I wish to say something about the position of the Lord Chancellor, following on from what was said by the noble Lord, Lord Lester. The Lord Chancellor is head of the Ministry of Justice and, more importantly, has for centuries been the conscience of the monarch and continues to be so. I wonder whether this Lord Chancellor has ever heard of that. Successive Lord Chancellors have had to juggle two positions, as a member of the Cabinet of the Prime Minister of the day and as head of the administration of justice. These two positions inevitably create a conflict of interest, which successive Lord Chancellors have generally managed well.

We now have for the first time a Lord Chancellor who is not a lawyer, who appears not to understand the importance of the judicial and legal systems, and who is either unaware or chooses to be unaware that the administration of justice is one of the pillars of the constitution. He appears not to recognise his special responsibility as Lord Chancellor. He has not listened to the judiciary, particularly the senior judiciary, or to the legal profession, and he has not given sufficient consideration to the implications of these regulations. I have had a great admiration for successive Lord Chancellors—and I suppose I must declare an interest as the sister of Lord Havers—and it saddens me to have to say this. Rather like the noble Lord, Lord Lester, I now regret the clause in the Constitutional Reform Act 2005 that permitted a non-lawyer to become Lord Chancellor.

Data listing:
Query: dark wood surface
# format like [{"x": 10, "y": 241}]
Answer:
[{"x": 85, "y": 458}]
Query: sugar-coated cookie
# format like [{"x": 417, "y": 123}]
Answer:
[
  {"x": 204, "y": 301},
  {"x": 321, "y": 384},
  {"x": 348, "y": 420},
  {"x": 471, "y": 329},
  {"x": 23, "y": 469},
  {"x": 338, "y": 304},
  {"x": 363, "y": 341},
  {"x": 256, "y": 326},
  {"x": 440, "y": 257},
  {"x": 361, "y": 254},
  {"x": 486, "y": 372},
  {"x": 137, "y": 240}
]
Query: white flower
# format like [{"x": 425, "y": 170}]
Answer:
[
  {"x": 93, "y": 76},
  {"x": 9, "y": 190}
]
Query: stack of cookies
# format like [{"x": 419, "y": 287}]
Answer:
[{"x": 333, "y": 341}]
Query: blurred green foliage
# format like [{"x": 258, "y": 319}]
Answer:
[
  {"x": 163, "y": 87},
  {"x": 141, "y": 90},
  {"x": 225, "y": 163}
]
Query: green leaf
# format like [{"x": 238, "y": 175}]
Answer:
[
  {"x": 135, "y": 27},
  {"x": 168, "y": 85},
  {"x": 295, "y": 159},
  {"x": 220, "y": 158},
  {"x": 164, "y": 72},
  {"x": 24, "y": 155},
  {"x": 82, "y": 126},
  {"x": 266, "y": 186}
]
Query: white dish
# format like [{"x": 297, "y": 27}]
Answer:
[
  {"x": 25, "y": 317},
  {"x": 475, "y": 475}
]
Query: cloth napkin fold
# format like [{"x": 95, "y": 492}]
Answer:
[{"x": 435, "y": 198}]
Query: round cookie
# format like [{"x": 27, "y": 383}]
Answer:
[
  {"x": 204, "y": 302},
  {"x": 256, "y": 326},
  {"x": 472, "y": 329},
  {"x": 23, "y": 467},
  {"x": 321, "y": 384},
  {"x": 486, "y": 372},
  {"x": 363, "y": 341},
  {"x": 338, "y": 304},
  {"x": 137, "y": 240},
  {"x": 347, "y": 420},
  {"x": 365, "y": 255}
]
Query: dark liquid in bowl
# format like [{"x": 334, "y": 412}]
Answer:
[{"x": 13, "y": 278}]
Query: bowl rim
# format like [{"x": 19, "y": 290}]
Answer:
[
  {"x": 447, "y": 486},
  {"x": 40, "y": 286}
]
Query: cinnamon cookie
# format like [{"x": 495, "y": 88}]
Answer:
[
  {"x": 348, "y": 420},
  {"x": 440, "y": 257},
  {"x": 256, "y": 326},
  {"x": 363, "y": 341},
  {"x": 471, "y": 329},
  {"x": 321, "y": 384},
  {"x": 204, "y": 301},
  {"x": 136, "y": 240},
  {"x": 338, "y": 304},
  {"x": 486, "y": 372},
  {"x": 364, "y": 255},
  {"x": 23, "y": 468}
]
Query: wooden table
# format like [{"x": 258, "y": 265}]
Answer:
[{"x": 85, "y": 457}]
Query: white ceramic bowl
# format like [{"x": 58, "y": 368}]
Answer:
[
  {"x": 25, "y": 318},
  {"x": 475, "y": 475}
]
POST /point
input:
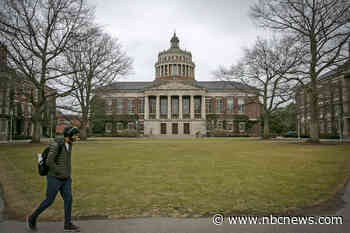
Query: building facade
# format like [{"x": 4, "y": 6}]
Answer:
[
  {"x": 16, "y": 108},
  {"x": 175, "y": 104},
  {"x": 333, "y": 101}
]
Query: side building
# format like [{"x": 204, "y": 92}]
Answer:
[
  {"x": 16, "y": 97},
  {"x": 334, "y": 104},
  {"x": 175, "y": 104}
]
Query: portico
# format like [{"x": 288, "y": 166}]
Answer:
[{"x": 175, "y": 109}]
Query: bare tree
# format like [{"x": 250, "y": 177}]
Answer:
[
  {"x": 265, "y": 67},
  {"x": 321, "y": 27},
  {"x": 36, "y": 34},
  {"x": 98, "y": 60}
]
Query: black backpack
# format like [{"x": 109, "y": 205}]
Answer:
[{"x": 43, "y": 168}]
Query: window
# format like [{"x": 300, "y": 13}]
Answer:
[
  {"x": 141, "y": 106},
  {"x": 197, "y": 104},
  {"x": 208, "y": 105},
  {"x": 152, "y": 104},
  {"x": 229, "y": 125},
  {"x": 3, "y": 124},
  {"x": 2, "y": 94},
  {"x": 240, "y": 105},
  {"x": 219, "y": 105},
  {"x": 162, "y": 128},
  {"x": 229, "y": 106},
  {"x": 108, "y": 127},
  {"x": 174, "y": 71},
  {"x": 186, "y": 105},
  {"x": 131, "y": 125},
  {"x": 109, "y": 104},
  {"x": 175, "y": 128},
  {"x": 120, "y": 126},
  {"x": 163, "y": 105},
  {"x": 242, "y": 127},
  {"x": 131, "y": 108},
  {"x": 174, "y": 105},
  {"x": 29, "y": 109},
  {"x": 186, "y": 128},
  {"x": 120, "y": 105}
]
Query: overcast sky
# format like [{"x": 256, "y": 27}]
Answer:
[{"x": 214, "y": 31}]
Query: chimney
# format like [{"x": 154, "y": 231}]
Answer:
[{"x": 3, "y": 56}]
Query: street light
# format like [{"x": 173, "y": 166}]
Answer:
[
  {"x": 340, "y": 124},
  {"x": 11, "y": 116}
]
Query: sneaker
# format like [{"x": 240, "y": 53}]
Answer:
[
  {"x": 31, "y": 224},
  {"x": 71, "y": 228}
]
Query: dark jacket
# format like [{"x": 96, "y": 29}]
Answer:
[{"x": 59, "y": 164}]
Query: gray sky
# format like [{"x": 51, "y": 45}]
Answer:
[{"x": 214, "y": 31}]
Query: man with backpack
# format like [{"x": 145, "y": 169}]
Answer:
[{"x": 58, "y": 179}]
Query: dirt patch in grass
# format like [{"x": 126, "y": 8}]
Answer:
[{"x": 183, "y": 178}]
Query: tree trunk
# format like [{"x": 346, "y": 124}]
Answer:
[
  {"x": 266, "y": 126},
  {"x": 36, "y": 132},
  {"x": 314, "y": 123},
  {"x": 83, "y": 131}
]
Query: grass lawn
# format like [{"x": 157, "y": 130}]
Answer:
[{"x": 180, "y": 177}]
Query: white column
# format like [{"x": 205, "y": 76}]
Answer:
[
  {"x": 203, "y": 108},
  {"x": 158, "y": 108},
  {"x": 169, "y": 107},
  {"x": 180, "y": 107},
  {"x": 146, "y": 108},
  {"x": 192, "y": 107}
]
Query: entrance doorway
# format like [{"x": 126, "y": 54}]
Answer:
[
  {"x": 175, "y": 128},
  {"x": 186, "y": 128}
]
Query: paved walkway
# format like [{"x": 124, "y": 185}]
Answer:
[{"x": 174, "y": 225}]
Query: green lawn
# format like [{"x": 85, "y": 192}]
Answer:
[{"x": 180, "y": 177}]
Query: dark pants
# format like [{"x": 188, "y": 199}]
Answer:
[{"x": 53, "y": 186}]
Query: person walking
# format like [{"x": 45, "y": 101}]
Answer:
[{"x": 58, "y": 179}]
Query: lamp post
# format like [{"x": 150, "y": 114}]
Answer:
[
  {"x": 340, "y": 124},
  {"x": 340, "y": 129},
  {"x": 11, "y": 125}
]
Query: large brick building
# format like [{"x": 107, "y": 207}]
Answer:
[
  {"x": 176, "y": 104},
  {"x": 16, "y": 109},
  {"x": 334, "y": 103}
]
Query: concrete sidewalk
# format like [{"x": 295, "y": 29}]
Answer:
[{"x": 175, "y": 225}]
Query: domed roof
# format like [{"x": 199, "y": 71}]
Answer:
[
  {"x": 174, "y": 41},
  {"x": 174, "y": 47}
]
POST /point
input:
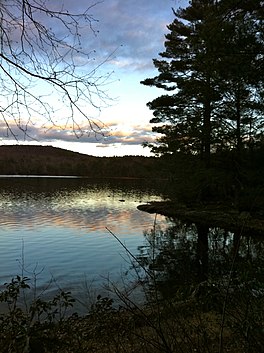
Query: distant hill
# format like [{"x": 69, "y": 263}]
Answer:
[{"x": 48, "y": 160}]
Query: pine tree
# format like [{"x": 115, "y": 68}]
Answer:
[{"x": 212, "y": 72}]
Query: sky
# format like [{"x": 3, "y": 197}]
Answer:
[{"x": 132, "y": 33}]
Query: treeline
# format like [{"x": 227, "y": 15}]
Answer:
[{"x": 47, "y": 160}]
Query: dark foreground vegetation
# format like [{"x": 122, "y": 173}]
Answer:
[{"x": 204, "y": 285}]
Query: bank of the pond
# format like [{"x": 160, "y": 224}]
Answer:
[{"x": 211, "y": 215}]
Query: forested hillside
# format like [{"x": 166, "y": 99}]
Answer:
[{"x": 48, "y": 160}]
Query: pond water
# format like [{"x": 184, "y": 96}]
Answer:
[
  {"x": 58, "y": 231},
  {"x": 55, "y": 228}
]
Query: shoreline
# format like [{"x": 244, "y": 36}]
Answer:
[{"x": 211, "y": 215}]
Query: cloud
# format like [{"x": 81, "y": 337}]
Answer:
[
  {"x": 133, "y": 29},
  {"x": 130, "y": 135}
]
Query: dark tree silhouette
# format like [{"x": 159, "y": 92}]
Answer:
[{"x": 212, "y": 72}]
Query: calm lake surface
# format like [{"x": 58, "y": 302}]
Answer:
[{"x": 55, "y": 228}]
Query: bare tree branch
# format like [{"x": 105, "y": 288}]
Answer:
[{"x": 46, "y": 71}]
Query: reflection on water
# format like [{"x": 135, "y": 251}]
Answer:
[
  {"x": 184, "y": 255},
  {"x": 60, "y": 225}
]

» **TASK LIST**
[1] In the Lord Chancellor speech, which act contains the clause that permitted a non-lawyer to become Lord Chancellor?
[2] Please print the Lord Chancellor speech from "I wish to say" up to and including "generally managed well.".

» **FINAL ANSWERS**
[1] The Constitutional Reform Act 2005.

[2]
I wish to say something about the position of the Lord Chancellor, following on from what was said by the noble Lord, Lord Lester. The Lord Chancellor is head of the Ministry of Justice and, more importantly, has for centuries been the conscience of the monarch and continues to be so. I wonder whether this Lord Chancellor has ever heard of that. Successive Lord Chancellors have had to juggle two positions, as a member of the Cabinet of the Prime Minister of the day and as head of the administration of justice. These two positions inevitably create a conflict of interest, which successive Lord Chancellors have generally managed well.